> _Requirement_: Repeat the listing in full. Nothing may be added or left out.

* begin The input *

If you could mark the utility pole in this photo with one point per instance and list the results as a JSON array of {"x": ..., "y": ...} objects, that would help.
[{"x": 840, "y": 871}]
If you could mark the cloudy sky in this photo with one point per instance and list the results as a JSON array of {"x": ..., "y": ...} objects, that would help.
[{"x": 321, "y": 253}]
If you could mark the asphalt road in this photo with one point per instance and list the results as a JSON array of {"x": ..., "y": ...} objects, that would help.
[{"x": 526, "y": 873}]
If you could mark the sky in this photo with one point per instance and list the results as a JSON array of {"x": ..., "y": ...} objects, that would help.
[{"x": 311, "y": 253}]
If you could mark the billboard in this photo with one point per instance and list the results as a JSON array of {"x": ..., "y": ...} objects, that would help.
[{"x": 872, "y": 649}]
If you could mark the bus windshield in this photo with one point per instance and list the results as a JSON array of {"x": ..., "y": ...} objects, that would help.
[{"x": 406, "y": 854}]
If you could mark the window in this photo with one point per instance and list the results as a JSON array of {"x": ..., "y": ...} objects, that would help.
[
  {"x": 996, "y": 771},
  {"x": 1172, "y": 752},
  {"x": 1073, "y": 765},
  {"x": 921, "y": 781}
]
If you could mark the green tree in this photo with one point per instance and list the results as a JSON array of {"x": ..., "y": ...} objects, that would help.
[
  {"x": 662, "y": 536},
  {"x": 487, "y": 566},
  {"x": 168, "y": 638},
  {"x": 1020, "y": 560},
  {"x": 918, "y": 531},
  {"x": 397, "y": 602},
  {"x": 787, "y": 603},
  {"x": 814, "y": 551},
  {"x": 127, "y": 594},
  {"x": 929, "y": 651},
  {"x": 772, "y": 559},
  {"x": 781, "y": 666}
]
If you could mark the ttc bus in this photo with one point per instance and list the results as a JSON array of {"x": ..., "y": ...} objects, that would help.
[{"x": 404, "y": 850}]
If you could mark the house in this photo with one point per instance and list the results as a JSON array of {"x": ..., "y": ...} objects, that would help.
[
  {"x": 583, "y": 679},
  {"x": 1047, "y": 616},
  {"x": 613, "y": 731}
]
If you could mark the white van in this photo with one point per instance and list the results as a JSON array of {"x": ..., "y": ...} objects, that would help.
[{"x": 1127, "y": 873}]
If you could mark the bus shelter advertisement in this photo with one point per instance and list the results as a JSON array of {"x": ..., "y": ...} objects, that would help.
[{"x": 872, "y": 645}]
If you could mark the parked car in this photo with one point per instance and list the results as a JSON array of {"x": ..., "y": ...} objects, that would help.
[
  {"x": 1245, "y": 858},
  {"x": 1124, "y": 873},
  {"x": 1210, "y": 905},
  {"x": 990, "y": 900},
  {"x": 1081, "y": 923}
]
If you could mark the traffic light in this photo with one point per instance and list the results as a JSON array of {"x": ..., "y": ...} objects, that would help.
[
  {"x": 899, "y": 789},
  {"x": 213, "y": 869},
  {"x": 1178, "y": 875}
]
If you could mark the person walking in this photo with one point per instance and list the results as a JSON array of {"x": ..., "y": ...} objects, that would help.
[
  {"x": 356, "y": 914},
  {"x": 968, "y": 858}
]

* end The input *

> _Solution_:
If you could mark the utility pole in this photo with one point per instance and list the results as a JSON array of {"x": ..., "y": ...} objects, that would help.
[{"x": 840, "y": 871}]
If you could mark the cloudy sky in this photo with one point per instance and list the results as a JSON array of {"x": ..., "y": ...} objects, that would help.
[{"x": 321, "y": 253}]
If you could mark the asphalt road in this photo with one point per instance and list the results as a JSON array of {"x": ..., "y": ...} objects, that would help.
[{"x": 526, "y": 873}]
If you could mark the sky in this photo with one point per instance and list the results as a JSON array of {"x": ..., "y": ...} objects, that would help.
[{"x": 311, "y": 253}]
If you could mark the billboard in this photo with one point per instance and list the results as a JSON array of {"x": ..., "y": ...} objects, that would help.
[{"x": 872, "y": 649}]
If you could mark the bus windshield in this photo with one point per instance and list the results as a JSON array of {"x": ..., "y": ...} objects, that would help.
[{"x": 406, "y": 854}]
If you could mark the window in this photo with one point per instance and list the results as a JSON array of {"x": ..., "y": ...} objects, that would help.
[
  {"x": 996, "y": 771},
  {"x": 1172, "y": 752},
  {"x": 1073, "y": 765},
  {"x": 921, "y": 781}
]
If you could mark the green tree in this photo with one point per instance and list the results as a JSON array of {"x": ..., "y": ...} objects, that would help.
[
  {"x": 662, "y": 536},
  {"x": 487, "y": 566},
  {"x": 168, "y": 638},
  {"x": 1020, "y": 560},
  {"x": 918, "y": 531},
  {"x": 397, "y": 602},
  {"x": 787, "y": 603},
  {"x": 814, "y": 551},
  {"x": 127, "y": 594},
  {"x": 929, "y": 651},
  {"x": 772, "y": 559},
  {"x": 781, "y": 666}
]
If you could mark the ttc bus in this photo with one point per instance and list the results as a JSON array of {"x": ..., "y": ...} objects, that would help.
[{"x": 404, "y": 850}]
If you could mark the house in this photo with one point per instance and list the results as a JSON array of {"x": ..., "y": ...} objects, that would help.
[
  {"x": 583, "y": 679},
  {"x": 1047, "y": 616},
  {"x": 613, "y": 731}
]
If you could mark the white van in this photo with one point per instance and list the results as a JSON array of {"x": ..., "y": ...} objects, that would help.
[{"x": 1127, "y": 873}]
If you could mark the bus shelter advertisement in this photo with one point per instance and list the results as a JSON array of {"x": ..., "y": ...} objects, that would help.
[{"x": 872, "y": 645}]
If you could mark the parked car in this photo with one point per instance and list the results as a JSON array of {"x": ..., "y": ...} objects, that would help.
[
  {"x": 1245, "y": 858},
  {"x": 1124, "y": 873},
  {"x": 1210, "y": 905},
  {"x": 990, "y": 900},
  {"x": 1081, "y": 923}
]
If you could mark the traffic light in this photo with one point per instance and list the results as a JSON array of {"x": ..., "y": ...} objects, that would help.
[
  {"x": 899, "y": 789},
  {"x": 213, "y": 869},
  {"x": 1178, "y": 875}
]
If you could mark the person walking in this photo with one point per instance and list the results as a JSON array of {"x": ..., "y": ...} objects, that would help.
[
  {"x": 356, "y": 914},
  {"x": 968, "y": 858}
]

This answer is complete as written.